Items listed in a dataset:

════════════════════

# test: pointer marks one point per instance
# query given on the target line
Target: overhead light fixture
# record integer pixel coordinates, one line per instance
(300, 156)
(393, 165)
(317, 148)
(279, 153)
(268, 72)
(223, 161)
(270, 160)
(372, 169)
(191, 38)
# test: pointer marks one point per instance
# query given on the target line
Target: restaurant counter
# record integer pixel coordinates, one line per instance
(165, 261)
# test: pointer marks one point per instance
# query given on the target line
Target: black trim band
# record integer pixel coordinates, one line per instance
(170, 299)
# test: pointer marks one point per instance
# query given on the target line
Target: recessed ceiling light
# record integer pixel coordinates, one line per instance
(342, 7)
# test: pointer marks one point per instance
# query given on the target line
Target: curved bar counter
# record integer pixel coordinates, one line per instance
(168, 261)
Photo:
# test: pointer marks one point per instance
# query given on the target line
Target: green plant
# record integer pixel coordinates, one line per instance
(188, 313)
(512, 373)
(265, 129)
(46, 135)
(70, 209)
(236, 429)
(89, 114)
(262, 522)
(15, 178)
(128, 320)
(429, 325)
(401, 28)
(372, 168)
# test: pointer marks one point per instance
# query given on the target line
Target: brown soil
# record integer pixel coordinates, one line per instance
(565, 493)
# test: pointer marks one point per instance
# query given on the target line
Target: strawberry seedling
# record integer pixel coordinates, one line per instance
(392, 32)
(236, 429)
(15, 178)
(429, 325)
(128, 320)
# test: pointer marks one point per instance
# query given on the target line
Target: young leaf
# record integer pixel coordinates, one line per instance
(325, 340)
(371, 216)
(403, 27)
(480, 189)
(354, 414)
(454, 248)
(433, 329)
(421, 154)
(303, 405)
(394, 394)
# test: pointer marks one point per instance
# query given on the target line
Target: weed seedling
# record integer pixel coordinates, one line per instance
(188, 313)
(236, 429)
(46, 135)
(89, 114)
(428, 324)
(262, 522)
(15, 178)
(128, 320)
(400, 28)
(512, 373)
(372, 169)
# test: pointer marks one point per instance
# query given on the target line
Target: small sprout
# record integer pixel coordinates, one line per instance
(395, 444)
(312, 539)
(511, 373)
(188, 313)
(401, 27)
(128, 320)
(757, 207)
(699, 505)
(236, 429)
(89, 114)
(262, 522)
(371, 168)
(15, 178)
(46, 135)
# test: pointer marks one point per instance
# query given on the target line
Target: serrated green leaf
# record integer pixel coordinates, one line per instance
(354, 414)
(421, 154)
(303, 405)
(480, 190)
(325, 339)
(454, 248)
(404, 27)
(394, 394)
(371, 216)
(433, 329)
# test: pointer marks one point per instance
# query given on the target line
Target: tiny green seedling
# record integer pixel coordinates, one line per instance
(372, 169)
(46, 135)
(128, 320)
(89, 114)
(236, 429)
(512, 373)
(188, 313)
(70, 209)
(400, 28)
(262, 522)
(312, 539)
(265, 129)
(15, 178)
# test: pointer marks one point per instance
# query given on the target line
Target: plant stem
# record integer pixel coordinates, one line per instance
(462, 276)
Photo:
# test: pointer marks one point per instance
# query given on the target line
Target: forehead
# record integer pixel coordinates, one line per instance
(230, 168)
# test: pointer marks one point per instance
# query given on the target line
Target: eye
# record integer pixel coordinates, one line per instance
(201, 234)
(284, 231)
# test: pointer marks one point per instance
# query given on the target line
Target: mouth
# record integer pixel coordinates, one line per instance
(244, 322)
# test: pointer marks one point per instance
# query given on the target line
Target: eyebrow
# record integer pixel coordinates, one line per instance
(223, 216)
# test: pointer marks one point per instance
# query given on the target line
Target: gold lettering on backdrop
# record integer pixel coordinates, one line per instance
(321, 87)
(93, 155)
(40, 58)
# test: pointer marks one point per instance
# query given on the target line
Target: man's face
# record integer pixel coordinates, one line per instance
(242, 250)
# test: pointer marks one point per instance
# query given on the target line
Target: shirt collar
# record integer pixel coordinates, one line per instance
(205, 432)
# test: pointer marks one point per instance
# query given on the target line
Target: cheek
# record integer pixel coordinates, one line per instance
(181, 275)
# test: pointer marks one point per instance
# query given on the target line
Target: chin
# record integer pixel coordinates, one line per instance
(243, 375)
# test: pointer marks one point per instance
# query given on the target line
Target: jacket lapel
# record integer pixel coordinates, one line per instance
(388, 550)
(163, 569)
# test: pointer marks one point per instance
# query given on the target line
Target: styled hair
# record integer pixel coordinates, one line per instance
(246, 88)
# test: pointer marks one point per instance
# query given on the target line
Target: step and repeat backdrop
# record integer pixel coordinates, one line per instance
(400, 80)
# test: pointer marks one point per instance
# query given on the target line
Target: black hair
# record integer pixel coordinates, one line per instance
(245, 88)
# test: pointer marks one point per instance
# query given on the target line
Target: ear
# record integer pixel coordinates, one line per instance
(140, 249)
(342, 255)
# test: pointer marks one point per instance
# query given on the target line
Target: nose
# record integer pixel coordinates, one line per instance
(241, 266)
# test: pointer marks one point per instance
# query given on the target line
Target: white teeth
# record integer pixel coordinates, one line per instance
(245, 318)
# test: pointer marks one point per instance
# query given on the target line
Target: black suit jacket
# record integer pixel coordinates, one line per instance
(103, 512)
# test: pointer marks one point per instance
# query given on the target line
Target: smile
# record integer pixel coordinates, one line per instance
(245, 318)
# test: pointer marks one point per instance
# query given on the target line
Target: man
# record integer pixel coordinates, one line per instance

════════════════════

* [WHAT TO DO] Produce a verbatim transcription of the entries above.

* [OUTPUT FOR THIS EXERCISE]
# test: pointer marks one point per instance
# query given on the target line
Target: overhead light fixture
# record integer pixel coordinates, one line per instance
(300, 156)
(393, 165)
(317, 148)
(279, 153)
(268, 72)
(223, 161)
(270, 160)
(372, 169)
(191, 38)
# test: pointer marks one point per instance
# query given on the target line
Target: restaurant counter
# record integer pixel coordinates, one line per instance
(165, 261)
# test: pointer marks one point per instance
# query given on the target line
Target: black trim band
# record integer pixel coordinates, one line per instance
(170, 299)
# test: pointer marks one point per instance
# query given on the target line
Target: recessed ceiling light
# record integer pixel coordinates, one line per instance
(342, 7)
# test: pointer marks one point per instance
# query given on the target line
Target: curved bar counter
# record integer pixel coordinates, one line per instance
(168, 261)
Photo:
# test: pointer marks one point per instance
# query given on the target line
Target: green plant
# record integer pixel coordinates, one line per instance
(188, 313)
(512, 373)
(265, 129)
(46, 135)
(70, 209)
(236, 429)
(89, 114)
(262, 522)
(15, 178)
(128, 320)
(429, 325)
(401, 28)
(372, 168)
# test: pointer marks one point per instance
# query given on the target line
Target: brown soil
# record integer pixel coordinates, one line per instance
(565, 493)
# test: pointer marks one point per instance
# query given on the target line
Target: strawberry seedling
# record integer pixel coordinates, one line per instance
(392, 32)
(236, 429)
(15, 178)
(429, 325)
(128, 320)
# test: pointer marks one point per instance
# query given on the target line
Target: young leaf
# record integer pixel coordinates, one line per instance
(325, 340)
(371, 216)
(403, 27)
(480, 189)
(354, 414)
(454, 248)
(433, 329)
(421, 154)
(303, 405)
(394, 394)
# test: pointer marks one point per instance
# query given on the target line
Target: weed seedling
# record integer pixel coordinates, one line per instance
(188, 313)
(236, 429)
(46, 135)
(89, 114)
(428, 324)
(262, 522)
(15, 178)
(128, 320)
(400, 28)
(512, 373)
(372, 169)
# test: pointer marks one point per instance
# query given on the target line
Target: small sprout
# record integer pixel coordinates, one line per instance
(395, 444)
(312, 539)
(511, 373)
(188, 313)
(401, 27)
(128, 320)
(757, 207)
(699, 505)
(236, 429)
(89, 114)
(262, 522)
(371, 168)
(15, 178)
(46, 135)
# test: pointer marks one point per instance
# query given on the target line
Target: serrated green leaf
# record integer pixel coordinates, one line per instance
(354, 414)
(421, 154)
(303, 405)
(480, 190)
(325, 339)
(454, 248)
(404, 27)
(394, 394)
(371, 216)
(433, 329)
# test: pointer marks one point per instance
# query given on the target line
Target: tiny green seedling
# record integer pixel coordinates, one line per instance
(372, 169)
(46, 135)
(128, 320)
(89, 114)
(236, 429)
(512, 373)
(188, 313)
(70, 209)
(400, 28)
(262, 522)
(312, 539)
(265, 129)
(15, 178)
# test: pointer marks one point per instance
# query given on the target line
Target: plant stem
# record integer pixel coordinates, one line per instance
(462, 276)
Photo:
# test: pointer marks one point per instance
# query given on the target line
Target: forehead
# record integer pixel coordinates, one line per instance
(230, 168)
# test: pointer marks one point per instance
# query given on the target line
Target: eye
# record integer pixel coordinates, one line per instance
(201, 234)
(284, 231)
# test: pointer marks one point per instance
# query given on the target line
Target: mouth
# record integer pixel coordinates, one line per instance
(244, 322)
# test: pointer marks one point per instance
# query given on the target line
Target: eyebrow
# record integer pixel coordinates, one line per instance
(223, 216)
# test: pointer marks one point per instance
# query given on the target line
Target: gold lettering on backdrop
# record integer pixel coordinates, one line per instance
(321, 87)
(93, 155)
(40, 58)
# test: pointer marks one point per instance
# query given on the target line
Target: man's face
# record integer pixel coordinates, one line per instance
(242, 250)
# test: pointer marks one point per instance
# query given on the target line
Target: shirt collar
# record integer pixel coordinates, one line per instance
(205, 432)
# test: pointer marks one point per instance
# query given on the target line
Target: cheek
# record integer pixel coordinates, one line per instance
(181, 275)
# test: pointer marks one point per instance
# query given on the target line
Target: chin
# record integer pixel coordinates, one line per instance
(243, 375)
# test: pointer marks one point per instance
# query given on the target line
Target: jacket lapel
# record integer pixel coordinates, one line per instance
(388, 550)
(163, 569)
# test: pointer marks one point per instance
# query given on the target line
Target: styled hair
# record integer pixel coordinates, one line per instance
(246, 88)
# test: pointer marks one point per instance
# query given on the target line
Target: step and repeat backdrop
# record integer pixel coordinates, one line per instance
(400, 80)
# test: pointer marks one point per instance
# query given on the target line
Target: black hair
# record integer pixel coordinates, one line per instance
(245, 88)
# test: pointer marks one point per instance
# query given on the target line
Target: ear
# record integer pixel coordinates, one line per instance
(140, 249)
(342, 255)
# test: pointer marks one point per instance
# query given on the target line
Target: nose
# record integer pixel coordinates, one line per instance
(241, 266)
# test: pointer marks one point per instance
# query given on the target line
Target: white teeth
# record integer pixel coordinates, one line per instance
(245, 318)
# test: pointer marks one point per instance
# query given on the target line
Target: black suit jacket
# record integer pixel coordinates, one line per instance
(103, 512)
# test: pointer marks one point per instance
# query given on the target line
Target: smile
# record integer pixel coordinates, one line per instance
(245, 318)
# test: pointer marks one point per instance
# query given on the target line
Target: man
# record integer pixel coordinates, one line per instance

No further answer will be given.